• TEXT TO READ:

----------

Edit: You also mention (and I managed to skip over, sorry) the fact that browsers have complex certificate trust handling policies which other apps don't get to leverage. This is true but your example of an app is 'an app that pretends to be a browser'. I think this is a special, narrow case. Consider the dropbox client - it doesn't need or care about CAs, chains of trust, PKI or your system trusted cert store. That's browser stuff. Install mitmproxy and watch dropbox simply fail to work. So your solution is a sort of 'key escrow' demand for any app that just wants to talk TLS, not emulate the complex trust dance of a browser.

comex · on Feb 19, 2017

I'm mainly concerned with applications that follow standard protocols and allow the user to ask them to connect to arbitrary hosts. There are still a lot of those, even if these days standard protocols are dying out in favor of centralized proprietary services ;)

That includes both non-HTTP TLS-wrapped protocols like email and IRC, and applications that access user-supplied HTTP URLs but aren't browsers, like media players, RSS clients, git, Matrix (chat), wget, apt-get, etc.

Proprietary services are trickier because there's a question of "security for whom". As someone who mostly uses computers he owns, I would definitely like to be able to sniff Dropbox and see what it's sending. (Actually, Dropbox is a bad example because most Dropbox users already trust them with a lot of personal data, but there are many stories of, e.g., random mobile apps sending user data to servers with no justification.) That's not a security compromise from my perspective because it's my data. But Dropbox or whoever may not want people to get at their app's internal communications, and may see it as a compromise from their perspective. And if I'm using a system where someone else has root, I might agree with them. Of course, root can always attach with a debugger and try to extract the data anyway, but then there's the cat and mouse game of obfuscation...

----------

• TASK TO COMPLETE:
Please explain, in one to three sentences, why comex calls Dropbox a bad example in the forum thread above.

----------

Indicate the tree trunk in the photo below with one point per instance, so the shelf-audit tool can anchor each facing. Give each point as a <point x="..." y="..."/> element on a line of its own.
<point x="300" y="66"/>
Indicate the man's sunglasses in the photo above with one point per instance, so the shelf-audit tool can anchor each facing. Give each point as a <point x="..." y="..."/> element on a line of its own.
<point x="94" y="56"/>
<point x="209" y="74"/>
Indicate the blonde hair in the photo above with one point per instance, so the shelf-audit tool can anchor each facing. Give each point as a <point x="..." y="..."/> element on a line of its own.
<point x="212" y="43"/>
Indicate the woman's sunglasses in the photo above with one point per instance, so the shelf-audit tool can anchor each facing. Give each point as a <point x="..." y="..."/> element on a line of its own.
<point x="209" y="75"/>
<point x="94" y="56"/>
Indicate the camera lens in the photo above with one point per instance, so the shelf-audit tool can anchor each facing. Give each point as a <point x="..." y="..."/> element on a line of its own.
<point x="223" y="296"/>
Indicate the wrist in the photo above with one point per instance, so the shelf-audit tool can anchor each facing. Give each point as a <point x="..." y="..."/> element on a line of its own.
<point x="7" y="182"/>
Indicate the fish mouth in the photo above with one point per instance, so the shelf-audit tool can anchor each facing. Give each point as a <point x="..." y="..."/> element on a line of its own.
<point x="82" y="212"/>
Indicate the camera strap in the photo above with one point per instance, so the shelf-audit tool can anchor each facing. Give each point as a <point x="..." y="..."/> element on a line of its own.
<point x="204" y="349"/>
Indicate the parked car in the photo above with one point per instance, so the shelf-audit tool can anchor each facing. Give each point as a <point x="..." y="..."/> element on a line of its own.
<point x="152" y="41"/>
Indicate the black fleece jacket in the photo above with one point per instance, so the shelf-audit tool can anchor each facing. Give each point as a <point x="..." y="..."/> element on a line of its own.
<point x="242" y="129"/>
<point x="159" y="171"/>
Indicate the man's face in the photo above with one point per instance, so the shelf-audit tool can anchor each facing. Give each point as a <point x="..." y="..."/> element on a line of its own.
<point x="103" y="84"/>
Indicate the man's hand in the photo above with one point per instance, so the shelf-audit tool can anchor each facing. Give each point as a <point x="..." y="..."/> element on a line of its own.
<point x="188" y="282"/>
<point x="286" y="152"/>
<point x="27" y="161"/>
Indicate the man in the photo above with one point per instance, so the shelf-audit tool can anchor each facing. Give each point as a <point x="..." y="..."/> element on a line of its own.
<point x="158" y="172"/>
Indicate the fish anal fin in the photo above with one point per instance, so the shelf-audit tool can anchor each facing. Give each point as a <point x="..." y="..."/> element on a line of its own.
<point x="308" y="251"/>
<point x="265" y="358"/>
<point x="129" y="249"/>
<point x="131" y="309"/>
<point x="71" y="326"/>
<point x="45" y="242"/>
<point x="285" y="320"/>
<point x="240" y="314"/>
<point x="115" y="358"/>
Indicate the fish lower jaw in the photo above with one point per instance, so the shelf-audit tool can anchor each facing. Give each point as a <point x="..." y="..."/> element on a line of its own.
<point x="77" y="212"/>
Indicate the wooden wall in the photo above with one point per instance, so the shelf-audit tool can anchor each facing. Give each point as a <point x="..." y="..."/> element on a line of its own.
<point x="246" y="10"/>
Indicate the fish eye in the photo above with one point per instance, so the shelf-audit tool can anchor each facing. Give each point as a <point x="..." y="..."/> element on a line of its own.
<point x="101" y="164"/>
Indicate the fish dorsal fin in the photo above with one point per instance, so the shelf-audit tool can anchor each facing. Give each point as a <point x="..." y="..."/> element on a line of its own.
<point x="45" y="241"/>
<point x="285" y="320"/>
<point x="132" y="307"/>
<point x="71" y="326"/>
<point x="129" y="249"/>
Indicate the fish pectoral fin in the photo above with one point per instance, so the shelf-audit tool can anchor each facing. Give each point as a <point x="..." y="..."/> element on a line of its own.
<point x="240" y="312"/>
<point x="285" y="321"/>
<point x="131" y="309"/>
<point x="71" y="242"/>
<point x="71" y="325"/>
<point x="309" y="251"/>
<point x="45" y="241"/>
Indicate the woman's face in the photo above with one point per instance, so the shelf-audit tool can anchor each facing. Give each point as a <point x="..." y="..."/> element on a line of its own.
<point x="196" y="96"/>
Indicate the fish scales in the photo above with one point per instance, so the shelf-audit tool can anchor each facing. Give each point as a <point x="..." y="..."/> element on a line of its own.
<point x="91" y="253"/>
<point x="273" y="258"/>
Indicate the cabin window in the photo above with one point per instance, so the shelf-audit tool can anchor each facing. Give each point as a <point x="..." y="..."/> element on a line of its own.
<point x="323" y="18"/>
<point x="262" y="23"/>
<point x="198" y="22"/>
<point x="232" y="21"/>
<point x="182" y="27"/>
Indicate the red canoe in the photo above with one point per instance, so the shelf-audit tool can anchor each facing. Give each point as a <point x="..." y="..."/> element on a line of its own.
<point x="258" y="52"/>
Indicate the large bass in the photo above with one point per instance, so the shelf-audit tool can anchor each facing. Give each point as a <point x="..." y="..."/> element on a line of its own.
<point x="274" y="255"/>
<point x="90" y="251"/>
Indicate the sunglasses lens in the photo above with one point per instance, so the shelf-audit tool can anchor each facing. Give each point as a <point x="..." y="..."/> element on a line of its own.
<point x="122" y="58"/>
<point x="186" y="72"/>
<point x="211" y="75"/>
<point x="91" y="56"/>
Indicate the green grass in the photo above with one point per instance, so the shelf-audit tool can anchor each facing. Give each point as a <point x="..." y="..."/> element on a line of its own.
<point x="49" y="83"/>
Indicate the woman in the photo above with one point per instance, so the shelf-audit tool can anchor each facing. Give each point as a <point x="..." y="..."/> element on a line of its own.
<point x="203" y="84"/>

----------

• SOLUTION TO THIS EXERCISE:
Most Dropbox users already trust the company with a lot of personal data. Comex sees random mobile apps that send user data to servers with no justification as the stronger case for wanting to sniff an app's traffic.